[GIVEN DATA]

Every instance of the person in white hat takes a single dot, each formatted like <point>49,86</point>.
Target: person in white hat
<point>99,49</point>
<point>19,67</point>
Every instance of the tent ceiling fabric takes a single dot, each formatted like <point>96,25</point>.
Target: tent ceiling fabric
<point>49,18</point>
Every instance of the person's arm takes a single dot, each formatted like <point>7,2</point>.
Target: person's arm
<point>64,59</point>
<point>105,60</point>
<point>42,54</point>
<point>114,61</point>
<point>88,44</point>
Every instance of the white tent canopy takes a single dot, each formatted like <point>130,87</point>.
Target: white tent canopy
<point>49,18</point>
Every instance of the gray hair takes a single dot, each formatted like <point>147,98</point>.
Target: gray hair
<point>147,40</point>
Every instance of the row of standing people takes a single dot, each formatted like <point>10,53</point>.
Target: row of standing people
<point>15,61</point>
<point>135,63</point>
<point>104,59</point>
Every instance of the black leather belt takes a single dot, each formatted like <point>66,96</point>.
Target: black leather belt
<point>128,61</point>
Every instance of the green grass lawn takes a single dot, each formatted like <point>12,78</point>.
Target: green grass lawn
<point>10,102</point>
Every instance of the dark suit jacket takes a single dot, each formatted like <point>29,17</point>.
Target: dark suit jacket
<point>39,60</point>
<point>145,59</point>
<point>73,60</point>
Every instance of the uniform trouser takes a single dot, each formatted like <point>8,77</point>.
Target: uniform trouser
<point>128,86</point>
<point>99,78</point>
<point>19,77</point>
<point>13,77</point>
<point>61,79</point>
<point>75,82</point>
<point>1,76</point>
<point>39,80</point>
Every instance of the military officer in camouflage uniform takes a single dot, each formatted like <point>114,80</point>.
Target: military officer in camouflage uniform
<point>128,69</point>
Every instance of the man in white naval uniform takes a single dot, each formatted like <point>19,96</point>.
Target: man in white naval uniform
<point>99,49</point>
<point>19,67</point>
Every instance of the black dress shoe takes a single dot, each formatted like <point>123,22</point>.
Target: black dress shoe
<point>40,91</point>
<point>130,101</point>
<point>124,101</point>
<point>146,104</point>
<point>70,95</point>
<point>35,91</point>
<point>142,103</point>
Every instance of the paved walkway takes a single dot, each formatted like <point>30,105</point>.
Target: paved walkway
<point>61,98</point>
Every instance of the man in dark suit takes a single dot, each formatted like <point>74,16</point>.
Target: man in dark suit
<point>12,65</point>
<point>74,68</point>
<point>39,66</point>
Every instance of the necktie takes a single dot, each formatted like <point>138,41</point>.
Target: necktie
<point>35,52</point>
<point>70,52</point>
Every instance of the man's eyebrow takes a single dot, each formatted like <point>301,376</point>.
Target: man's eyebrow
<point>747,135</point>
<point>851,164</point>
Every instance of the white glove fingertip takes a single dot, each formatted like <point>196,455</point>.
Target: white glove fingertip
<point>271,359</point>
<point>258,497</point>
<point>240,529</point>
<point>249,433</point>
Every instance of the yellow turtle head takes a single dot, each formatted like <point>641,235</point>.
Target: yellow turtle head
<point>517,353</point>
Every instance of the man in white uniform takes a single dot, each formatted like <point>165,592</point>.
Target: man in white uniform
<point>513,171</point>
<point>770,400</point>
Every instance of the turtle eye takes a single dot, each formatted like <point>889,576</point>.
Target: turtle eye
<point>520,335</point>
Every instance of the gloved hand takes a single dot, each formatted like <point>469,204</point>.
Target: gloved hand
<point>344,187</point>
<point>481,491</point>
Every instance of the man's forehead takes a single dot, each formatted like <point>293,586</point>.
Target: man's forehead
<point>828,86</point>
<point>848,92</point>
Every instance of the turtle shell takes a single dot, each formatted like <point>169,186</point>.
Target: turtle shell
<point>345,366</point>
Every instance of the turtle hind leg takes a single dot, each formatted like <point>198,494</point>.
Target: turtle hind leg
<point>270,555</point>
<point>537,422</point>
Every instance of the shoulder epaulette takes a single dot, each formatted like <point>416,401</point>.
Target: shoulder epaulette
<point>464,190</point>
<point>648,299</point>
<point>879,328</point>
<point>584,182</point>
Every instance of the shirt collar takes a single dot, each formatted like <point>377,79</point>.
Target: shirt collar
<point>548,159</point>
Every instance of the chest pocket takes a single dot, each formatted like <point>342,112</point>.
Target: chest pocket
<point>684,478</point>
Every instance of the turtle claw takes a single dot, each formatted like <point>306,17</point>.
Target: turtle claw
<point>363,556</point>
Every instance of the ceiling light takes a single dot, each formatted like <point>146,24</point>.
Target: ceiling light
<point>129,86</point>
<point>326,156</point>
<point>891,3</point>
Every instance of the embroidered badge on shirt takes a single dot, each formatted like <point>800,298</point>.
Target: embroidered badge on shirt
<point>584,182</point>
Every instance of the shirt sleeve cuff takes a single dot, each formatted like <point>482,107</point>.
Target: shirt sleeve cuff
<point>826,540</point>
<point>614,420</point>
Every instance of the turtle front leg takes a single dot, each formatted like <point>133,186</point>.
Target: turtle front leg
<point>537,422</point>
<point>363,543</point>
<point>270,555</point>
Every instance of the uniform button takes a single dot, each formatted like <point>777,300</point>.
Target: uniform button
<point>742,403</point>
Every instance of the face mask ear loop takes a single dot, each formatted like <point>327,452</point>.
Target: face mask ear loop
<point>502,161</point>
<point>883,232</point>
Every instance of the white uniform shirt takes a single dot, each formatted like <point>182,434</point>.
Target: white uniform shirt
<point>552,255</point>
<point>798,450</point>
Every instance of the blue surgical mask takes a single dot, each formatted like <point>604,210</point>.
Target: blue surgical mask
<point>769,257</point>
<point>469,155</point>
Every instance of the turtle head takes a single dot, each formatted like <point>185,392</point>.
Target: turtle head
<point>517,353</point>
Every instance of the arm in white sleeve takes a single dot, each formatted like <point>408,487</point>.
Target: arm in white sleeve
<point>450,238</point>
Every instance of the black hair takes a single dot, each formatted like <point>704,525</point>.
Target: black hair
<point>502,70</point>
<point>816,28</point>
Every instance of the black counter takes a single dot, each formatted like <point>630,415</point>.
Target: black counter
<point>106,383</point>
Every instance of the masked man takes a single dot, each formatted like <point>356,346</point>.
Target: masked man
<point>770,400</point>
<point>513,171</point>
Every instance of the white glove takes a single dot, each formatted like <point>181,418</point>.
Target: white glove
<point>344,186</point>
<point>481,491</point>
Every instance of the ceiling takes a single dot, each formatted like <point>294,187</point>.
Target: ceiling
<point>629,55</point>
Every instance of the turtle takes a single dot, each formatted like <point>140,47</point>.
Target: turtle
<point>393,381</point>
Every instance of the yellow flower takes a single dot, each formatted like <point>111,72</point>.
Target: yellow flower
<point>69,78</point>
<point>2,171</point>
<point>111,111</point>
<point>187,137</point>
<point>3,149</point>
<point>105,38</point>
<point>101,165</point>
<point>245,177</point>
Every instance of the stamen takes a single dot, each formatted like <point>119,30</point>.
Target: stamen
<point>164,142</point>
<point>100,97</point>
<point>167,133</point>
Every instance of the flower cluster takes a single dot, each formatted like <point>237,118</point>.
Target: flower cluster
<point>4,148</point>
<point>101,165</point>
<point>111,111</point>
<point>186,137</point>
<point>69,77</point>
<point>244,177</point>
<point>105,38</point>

[/GIVEN DATA]

◆ WHAT IS EXPECTED ◆
Each line of the material should be repeated exactly as it reads.

◆ RESULT FOR THIS EXERCISE ◆
Every instance of the person in white hat takes a single dot, each formatted like <point>49,86</point>.
Target: person in white hat
<point>99,49</point>
<point>19,67</point>
Every instance of the tent ceiling fabric takes a single dot, each formatted like <point>96,25</point>.
Target: tent ceiling fabric
<point>49,18</point>
Every instance of the person's arm takes a single dot, each formatted like <point>7,2</point>.
Target: person's arm
<point>64,59</point>
<point>105,60</point>
<point>42,54</point>
<point>114,61</point>
<point>88,44</point>
Every instance of the white tent canopy takes a single dot, each formatted like <point>130,87</point>.
Target: white tent canopy
<point>49,18</point>
Every instance of the gray hair takes a single dot, each formatted like <point>147,98</point>.
Target: gray hair
<point>147,40</point>
Every instance of the row of standing people takes a single dot, each formatted like <point>10,53</point>.
Target: row of standing people
<point>15,61</point>
<point>135,63</point>
<point>104,59</point>
Every instance of the black leather belt takes a single dot, each formatted like <point>66,96</point>.
Target: black leather belt
<point>128,61</point>
Every instance of the green grass lawn takes a single dot, each formatted like <point>12,78</point>.
Target: green grass lawn
<point>10,102</point>
Every instance of the dark suit jacket takes a single dot, each formatted like <point>29,17</point>.
Target: dark suit jacket
<point>39,60</point>
<point>145,59</point>
<point>73,60</point>
Every instance of the uniform trouser takes a single dot, each formatted like <point>8,77</point>.
Target: uniform trouser
<point>128,86</point>
<point>99,78</point>
<point>19,77</point>
<point>13,77</point>
<point>61,79</point>
<point>75,82</point>
<point>1,76</point>
<point>39,80</point>
Every instance of the military officer in camouflage uniform takes a single dot, each formatted like <point>114,80</point>.
Target: military officer in camouflage uniform
<point>128,69</point>
Every instance of the man in white naval uniform takes a single dot, each formatted like <point>19,96</point>.
Target: man in white naval uniform
<point>99,49</point>
<point>19,67</point>
Every instance of the black dress shoe takes a single dot, each formatted like <point>123,22</point>.
Target: black dress shoe
<point>40,91</point>
<point>130,101</point>
<point>124,101</point>
<point>146,104</point>
<point>70,95</point>
<point>35,91</point>
<point>142,103</point>
Every instance of the paved walkway takes a single dot, each formatted like <point>30,105</point>.
Target: paved walkway
<point>61,98</point>
Every instance of the man in dark suit takes a single dot, each formatted like <point>74,16</point>.
Target: man in dark suit
<point>12,65</point>
<point>74,68</point>
<point>39,66</point>
Every instance of the necktie takes a single dot, each formatted like <point>138,41</point>.
Target: necktie
<point>35,52</point>
<point>70,52</point>
Every instance of the man's eyebrow takes a single dot, each formatted like <point>301,376</point>.
Target: man's eyebrow
<point>747,135</point>
<point>851,164</point>
Every instance of the white glove fingertip takes a single dot, each formatted like <point>196,455</point>.
Target: white glove fingertip
<point>271,359</point>
<point>258,497</point>
<point>240,529</point>
<point>249,433</point>
Every instance of the yellow turtle head takes a single dot, each formatted like <point>641,235</point>.
Target: yellow turtle head
<point>517,353</point>
Every instance of the man in white uniform takes a single dot, each formatted like <point>165,592</point>.
Target: man in white uniform
<point>513,171</point>
<point>770,400</point>
Every instance of the turtle eye takes a single dot, each formatted like <point>889,576</point>.
Target: turtle eye
<point>520,335</point>
Every instance of the gloved hand takes a single dot, each formatted like <point>469,204</point>.
Target: gloved hand
<point>344,187</point>
<point>481,491</point>
Every instance of the man's forehead takes a single dot, each formatted like <point>293,586</point>.
Target: man's forehead
<point>828,86</point>
<point>848,92</point>
Every instance of the turtle shell takes a single dot, each formatted like <point>169,186</point>.
Target: turtle shell
<point>345,366</point>
Every instance of the turtle hind leg takes a single dot, each formatted like <point>198,494</point>.
Target: turtle hind leg
<point>270,555</point>
<point>537,422</point>
Every instance of the shoulder epaulette takes a single dot, each formatted like <point>416,401</point>.
Target: shoulder epaulette
<point>464,190</point>
<point>648,299</point>
<point>879,328</point>
<point>584,182</point>
Every instance of the shirt collar takes a single dot, each formatted like <point>377,79</point>.
Target: shirt collar
<point>548,159</point>
Every instance of the chest pocket takes a single dot, each formatted like <point>342,112</point>.
Target: chest pocket
<point>684,478</point>
Every instance of the turtle claw takes a single dot, each formatted like <point>306,17</point>.
Target: turtle claw
<point>363,556</point>
Every instance of the ceiling light takes a single dot, each formatted like <point>146,24</point>.
Target: ceiling light
<point>129,86</point>
<point>326,156</point>
<point>891,3</point>
Every instance of the embroidered badge on shirt takes a single dot, each formatted like <point>800,298</point>.
Target: embroidered badge on shirt
<point>584,182</point>
Every instance of the shirt sleeve cuff takes a single dot, each formatted like <point>482,107</point>.
Target: shirt sleeve cuff
<point>826,540</point>
<point>614,420</point>
Every instance of the turtle front leg takes a single dot, each formatted like <point>133,186</point>.
Target: turtle front leg
<point>537,422</point>
<point>363,543</point>
<point>270,555</point>
Every instance of the uniform button takes a single dot, each formatted like <point>777,300</point>.
Target: uniform button
<point>742,403</point>
Every instance of the face mask ear loop takes a single dot, each formatted like <point>327,452</point>.
Target: face mask ear loop
<point>502,161</point>
<point>883,232</point>
Every instance of the white uniform shirt takes a single dot, each formatted like <point>182,434</point>.
Target: white uniform shirt
<point>552,255</point>
<point>798,450</point>
Every instance of the blue surgical mask takes a single dot, each formatted like <point>604,210</point>.
Target: blue surgical mask
<point>769,257</point>
<point>469,155</point>
Every instance of the turtle head takes a single dot, each formatted like <point>185,392</point>.
Target: turtle head
<point>517,353</point>
Every instance of the arm in white sleeve takes a single dot, each formatted like <point>408,487</point>.
Target: arm in white sleeve
<point>450,238</point>
Every instance of the black hair takes a single dot, each formatted like <point>704,525</point>.
Target: black hair
<point>502,70</point>
<point>816,28</point>
Every instance of the black counter takes a single dot, each formatted like <point>630,415</point>.
Target: black counter
<point>106,383</point>
Every instance of the masked man takes a single dot, each formatted like <point>356,346</point>.
Target: masked man
<point>770,400</point>
<point>513,171</point>
Every instance of the white glove takes a single dot, each formatted like <point>181,418</point>.
Target: white glove
<point>344,186</point>
<point>481,491</point>
Every instance of the ceiling takes a single dot, each formatted like <point>294,187</point>.
Target: ceiling
<point>629,55</point>
Every instance of the turtle takes a single dot, each formatted like <point>140,47</point>.
Target: turtle
<point>393,381</point>
Every instance of the yellow flower takes a single dot, each formatted like <point>111,72</point>.
Target: yellow flower
<point>69,78</point>
<point>2,171</point>
<point>111,111</point>
<point>187,137</point>
<point>3,149</point>
<point>105,38</point>
<point>101,165</point>
<point>245,177</point>
Every instance of the stamen takes a single dot, each formatted like <point>119,30</point>.
Target: stamen
<point>164,142</point>
<point>100,97</point>
<point>167,133</point>
Every instance of the flower cluster takes a single dot, each formatted like <point>237,118</point>.
Target: flower cluster
<point>4,148</point>
<point>101,165</point>
<point>111,111</point>
<point>186,137</point>
<point>69,77</point>
<point>244,177</point>
<point>105,38</point>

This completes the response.